## Exercise
List every line in the material below that contains the word "water", copying each such line in full.

Dataset entries:
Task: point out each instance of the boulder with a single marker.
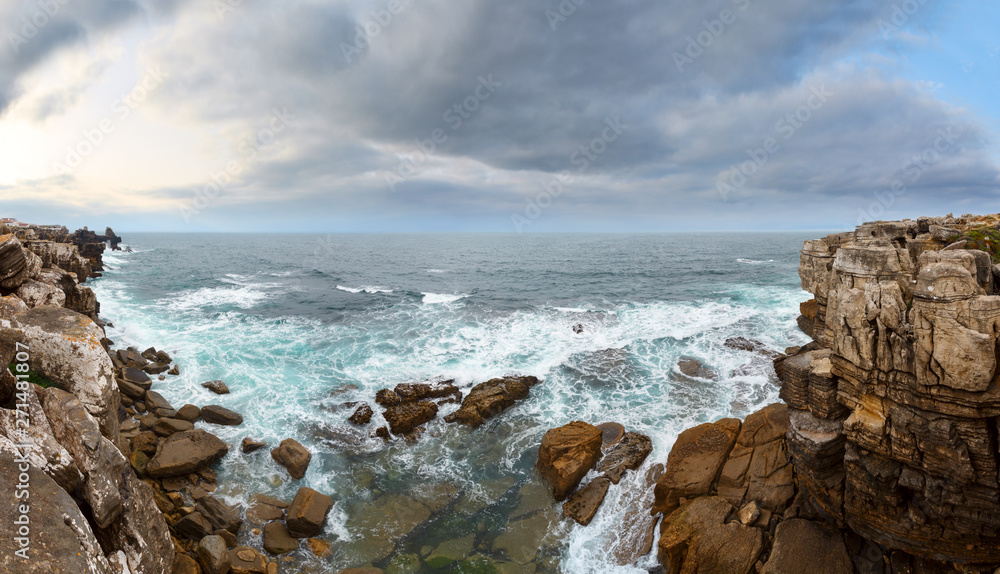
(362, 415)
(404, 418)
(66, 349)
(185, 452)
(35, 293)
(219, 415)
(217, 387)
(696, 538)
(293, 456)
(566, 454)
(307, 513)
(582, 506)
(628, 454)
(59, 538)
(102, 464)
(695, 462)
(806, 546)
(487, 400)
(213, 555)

...

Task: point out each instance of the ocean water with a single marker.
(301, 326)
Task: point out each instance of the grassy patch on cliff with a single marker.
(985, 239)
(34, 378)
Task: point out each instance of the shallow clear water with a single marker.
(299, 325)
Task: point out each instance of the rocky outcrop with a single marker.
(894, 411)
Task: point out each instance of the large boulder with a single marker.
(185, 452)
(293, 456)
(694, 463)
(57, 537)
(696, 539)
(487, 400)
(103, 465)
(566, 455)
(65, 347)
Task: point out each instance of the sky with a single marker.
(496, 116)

## Output below
Task: point out each instance of the ocean water with a single marker.
Task: point out each instance of the shallow clear water with a single marker.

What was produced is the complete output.